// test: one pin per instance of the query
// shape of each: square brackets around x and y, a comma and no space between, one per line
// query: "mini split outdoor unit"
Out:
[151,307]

Exercise description
Filter the preceding entries down to the lines with "query".

Task answer
// test: one pin per instance of the query
// query: "mini split outdoor unit"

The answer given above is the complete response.